STATED EXERCISE:
Lay out the data from the line with "Above is an image. You are tasked with finding the mulch" through the line with "top-left (457, 266), bottom-right (622, 355)" as a JSON list of strings, one string per line, with both end lines included and blank lines left out.

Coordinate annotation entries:
↓

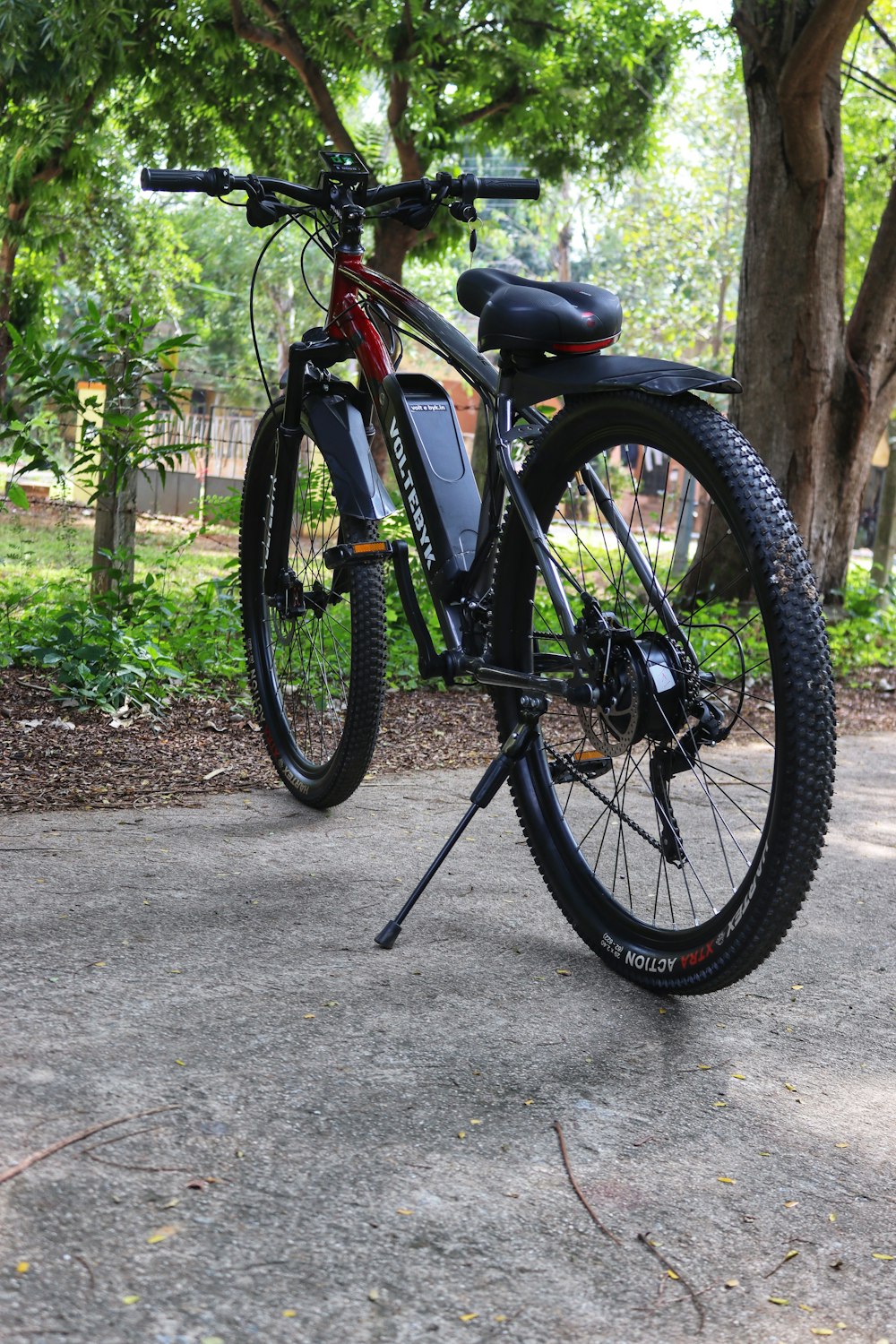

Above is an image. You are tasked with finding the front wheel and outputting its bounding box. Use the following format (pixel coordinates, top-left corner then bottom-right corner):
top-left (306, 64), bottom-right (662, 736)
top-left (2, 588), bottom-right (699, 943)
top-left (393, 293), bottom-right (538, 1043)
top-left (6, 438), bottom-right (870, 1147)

top-left (239, 401), bottom-right (385, 808)
top-left (492, 392), bottom-right (834, 994)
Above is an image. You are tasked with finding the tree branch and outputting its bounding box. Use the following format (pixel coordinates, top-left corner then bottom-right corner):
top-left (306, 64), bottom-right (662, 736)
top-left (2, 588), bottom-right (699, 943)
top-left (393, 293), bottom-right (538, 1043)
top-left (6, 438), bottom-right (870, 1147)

top-left (778, 0), bottom-right (871, 190)
top-left (847, 183), bottom-right (896, 406)
top-left (229, 0), bottom-right (355, 152)
top-left (731, 10), bottom-right (769, 61)
top-left (455, 89), bottom-right (526, 126)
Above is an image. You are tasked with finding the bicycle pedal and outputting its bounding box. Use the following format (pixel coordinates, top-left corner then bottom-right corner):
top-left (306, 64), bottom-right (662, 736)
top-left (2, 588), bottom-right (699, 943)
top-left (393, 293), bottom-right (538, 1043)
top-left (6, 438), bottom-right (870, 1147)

top-left (551, 752), bottom-right (613, 784)
top-left (323, 542), bottom-right (392, 570)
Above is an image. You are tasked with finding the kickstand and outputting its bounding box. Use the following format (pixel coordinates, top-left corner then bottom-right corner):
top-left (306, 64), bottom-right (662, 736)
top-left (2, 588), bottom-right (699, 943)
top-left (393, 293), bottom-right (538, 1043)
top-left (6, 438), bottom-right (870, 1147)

top-left (374, 695), bottom-right (548, 951)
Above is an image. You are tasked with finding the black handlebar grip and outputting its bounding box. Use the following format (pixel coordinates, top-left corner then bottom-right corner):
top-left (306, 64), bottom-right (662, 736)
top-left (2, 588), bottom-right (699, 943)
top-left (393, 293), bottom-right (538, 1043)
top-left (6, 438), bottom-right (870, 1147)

top-left (140, 168), bottom-right (231, 196)
top-left (474, 177), bottom-right (541, 201)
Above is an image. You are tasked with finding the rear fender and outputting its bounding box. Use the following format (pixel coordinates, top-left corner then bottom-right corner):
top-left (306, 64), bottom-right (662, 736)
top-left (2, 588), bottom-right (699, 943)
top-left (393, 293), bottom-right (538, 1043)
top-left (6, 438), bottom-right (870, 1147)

top-left (512, 355), bottom-right (742, 408)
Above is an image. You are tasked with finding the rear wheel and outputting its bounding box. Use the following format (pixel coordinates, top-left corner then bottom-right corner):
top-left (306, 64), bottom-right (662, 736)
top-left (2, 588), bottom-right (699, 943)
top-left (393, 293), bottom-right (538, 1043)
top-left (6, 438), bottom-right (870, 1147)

top-left (492, 392), bottom-right (834, 994)
top-left (239, 402), bottom-right (385, 808)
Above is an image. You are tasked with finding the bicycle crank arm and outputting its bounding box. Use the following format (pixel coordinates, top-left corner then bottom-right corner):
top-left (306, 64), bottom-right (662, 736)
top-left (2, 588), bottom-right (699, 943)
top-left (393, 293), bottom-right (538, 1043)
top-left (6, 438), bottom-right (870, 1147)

top-left (472, 663), bottom-right (603, 706)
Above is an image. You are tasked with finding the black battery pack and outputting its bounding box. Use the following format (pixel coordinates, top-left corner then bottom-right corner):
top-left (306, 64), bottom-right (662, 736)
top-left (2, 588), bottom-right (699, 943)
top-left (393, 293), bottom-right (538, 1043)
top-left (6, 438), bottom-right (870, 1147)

top-left (383, 374), bottom-right (479, 601)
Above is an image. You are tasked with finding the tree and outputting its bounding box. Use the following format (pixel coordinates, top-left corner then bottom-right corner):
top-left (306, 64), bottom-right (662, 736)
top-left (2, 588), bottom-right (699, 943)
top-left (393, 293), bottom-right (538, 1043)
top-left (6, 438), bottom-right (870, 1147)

top-left (0, 0), bottom-right (148, 395)
top-left (732, 0), bottom-right (896, 594)
top-left (222, 0), bottom-right (688, 280)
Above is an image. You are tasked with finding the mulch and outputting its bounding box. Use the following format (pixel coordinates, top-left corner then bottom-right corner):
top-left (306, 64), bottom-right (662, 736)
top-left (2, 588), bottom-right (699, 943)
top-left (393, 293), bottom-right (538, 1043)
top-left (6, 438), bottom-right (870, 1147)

top-left (0, 668), bottom-right (497, 812)
top-left (0, 668), bottom-right (896, 812)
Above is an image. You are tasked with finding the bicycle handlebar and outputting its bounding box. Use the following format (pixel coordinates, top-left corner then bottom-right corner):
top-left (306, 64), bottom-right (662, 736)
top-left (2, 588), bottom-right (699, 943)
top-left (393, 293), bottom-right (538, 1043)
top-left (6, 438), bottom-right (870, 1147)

top-left (140, 168), bottom-right (541, 206)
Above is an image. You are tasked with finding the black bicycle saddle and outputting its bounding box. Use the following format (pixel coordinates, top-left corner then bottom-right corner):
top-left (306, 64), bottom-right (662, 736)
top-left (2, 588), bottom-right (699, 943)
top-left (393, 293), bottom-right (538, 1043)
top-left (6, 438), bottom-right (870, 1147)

top-left (457, 266), bottom-right (622, 355)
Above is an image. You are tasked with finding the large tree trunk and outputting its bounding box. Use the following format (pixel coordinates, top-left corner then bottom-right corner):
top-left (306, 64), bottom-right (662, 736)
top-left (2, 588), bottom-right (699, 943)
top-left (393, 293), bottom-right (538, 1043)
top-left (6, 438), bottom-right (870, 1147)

top-left (90, 453), bottom-right (137, 597)
top-left (732, 0), bottom-right (893, 594)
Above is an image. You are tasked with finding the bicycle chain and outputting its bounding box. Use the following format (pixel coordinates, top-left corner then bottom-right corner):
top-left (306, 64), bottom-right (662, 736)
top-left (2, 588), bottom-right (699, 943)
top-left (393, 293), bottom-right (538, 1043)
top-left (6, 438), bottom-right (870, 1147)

top-left (541, 738), bottom-right (662, 854)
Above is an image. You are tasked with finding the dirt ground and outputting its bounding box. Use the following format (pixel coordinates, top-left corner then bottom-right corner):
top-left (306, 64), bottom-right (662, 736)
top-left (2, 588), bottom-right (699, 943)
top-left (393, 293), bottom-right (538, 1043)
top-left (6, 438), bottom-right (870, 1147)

top-left (0, 668), bottom-right (497, 812)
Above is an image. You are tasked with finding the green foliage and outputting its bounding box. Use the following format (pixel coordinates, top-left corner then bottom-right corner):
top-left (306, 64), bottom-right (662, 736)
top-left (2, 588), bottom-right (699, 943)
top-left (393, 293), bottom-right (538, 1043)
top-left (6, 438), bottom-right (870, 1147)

top-left (0, 513), bottom-right (245, 714)
top-left (828, 566), bottom-right (896, 683)
top-left (0, 301), bottom-right (192, 508)
top-left (841, 0), bottom-right (896, 312)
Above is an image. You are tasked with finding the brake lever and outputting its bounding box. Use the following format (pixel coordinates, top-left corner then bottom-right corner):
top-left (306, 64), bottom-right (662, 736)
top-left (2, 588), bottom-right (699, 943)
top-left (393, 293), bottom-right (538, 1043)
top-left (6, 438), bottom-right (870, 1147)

top-left (380, 172), bottom-right (454, 231)
top-left (246, 175), bottom-right (290, 228)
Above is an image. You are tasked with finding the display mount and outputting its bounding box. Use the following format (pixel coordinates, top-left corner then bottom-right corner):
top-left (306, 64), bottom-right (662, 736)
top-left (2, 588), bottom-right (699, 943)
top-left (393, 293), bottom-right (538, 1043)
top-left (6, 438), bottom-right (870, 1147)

top-left (318, 150), bottom-right (371, 187)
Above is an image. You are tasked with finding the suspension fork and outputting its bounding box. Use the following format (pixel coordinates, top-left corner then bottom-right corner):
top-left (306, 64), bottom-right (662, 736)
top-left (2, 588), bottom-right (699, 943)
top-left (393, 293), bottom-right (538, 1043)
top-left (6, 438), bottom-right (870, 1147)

top-left (264, 341), bottom-right (307, 597)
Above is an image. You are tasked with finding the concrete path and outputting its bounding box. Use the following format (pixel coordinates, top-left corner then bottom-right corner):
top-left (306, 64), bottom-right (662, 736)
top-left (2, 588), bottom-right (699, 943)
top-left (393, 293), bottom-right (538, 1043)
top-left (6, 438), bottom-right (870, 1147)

top-left (0, 737), bottom-right (896, 1344)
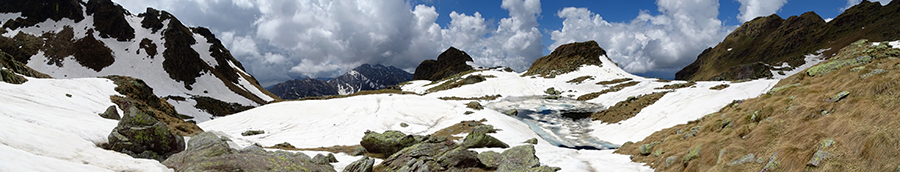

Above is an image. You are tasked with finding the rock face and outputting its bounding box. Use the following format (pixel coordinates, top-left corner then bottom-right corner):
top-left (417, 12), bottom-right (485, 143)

top-left (524, 41), bottom-right (614, 77)
top-left (268, 64), bottom-right (412, 100)
top-left (0, 0), bottom-right (277, 122)
top-left (163, 132), bottom-right (335, 172)
top-left (107, 106), bottom-right (184, 161)
top-left (413, 47), bottom-right (475, 81)
top-left (675, 1), bottom-right (900, 80)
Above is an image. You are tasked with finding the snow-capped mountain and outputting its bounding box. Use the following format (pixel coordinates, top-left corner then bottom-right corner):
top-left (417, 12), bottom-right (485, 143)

top-left (0, 0), bottom-right (277, 122)
top-left (328, 64), bottom-right (413, 95)
top-left (267, 64), bottom-right (412, 100)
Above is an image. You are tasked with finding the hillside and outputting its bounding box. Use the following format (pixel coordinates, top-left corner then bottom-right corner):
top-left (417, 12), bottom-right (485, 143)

top-left (0, 0), bottom-right (277, 122)
top-left (266, 64), bottom-right (412, 100)
top-left (617, 40), bottom-right (900, 171)
top-left (675, 1), bottom-right (900, 81)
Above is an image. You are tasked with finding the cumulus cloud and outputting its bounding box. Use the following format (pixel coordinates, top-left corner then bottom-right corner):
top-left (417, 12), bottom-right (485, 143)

top-left (548, 0), bottom-right (728, 76)
top-left (117, 0), bottom-right (543, 85)
top-left (841, 0), bottom-right (891, 11)
top-left (737, 0), bottom-right (787, 22)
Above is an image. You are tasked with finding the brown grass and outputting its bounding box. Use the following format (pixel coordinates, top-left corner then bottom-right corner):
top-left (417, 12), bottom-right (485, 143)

top-left (577, 81), bottom-right (640, 101)
top-left (438, 94), bottom-right (503, 100)
top-left (591, 91), bottom-right (669, 123)
top-left (617, 52), bottom-right (900, 172)
top-left (597, 78), bottom-right (632, 85)
top-left (653, 81), bottom-right (697, 90)
top-left (566, 76), bottom-right (594, 84)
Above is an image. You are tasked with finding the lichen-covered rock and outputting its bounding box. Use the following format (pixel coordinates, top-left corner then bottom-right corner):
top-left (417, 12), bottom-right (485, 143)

↑

RESPONSE:
[
  "Above is an image. You are tasked with finding the mulch and outputting its bounding box. Use the following format (pixel coordinates, top-left corner then bottom-right corner):",
  "top-left (306, 64), bottom-right (662, 736)",
  "top-left (2, 588), bottom-right (699, 943)",
  "top-left (393, 293), bottom-right (538, 1043)",
  "top-left (6, 438), bottom-right (870, 1147)",
  "top-left (0, 668), bottom-right (497, 812)",
  "top-left (0, 668), bottom-right (896, 812)",
  "Above is an image. You are tasked with finding the bicycle handlebar and outputting its bounding box. Use the following format (pixel coordinates, top-left corner then bottom-right corner):",
  "top-left (306, 64), bottom-right (662, 736)",
  "top-left (2, 588), bottom-right (699, 943)",
  "top-left (393, 293), bottom-right (538, 1043)",
  "top-left (6, 438), bottom-right (870, 1147)",
  "top-left (140, 168), bottom-right (541, 206)",
  "Above is an image. You are tasked with finding the black bicycle saddle and outputting its bounding box. Use the following format (pixel coordinates, top-left corner then bottom-right corner):",
  "top-left (306, 64), bottom-right (662, 736)",
  "top-left (2, 588), bottom-right (699, 943)",
  "top-left (393, 293), bottom-right (538, 1043)",
  "top-left (6, 438), bottom-right (870, 1147)",
  "top-left (457, 266), bottom-right (622, 355)"
]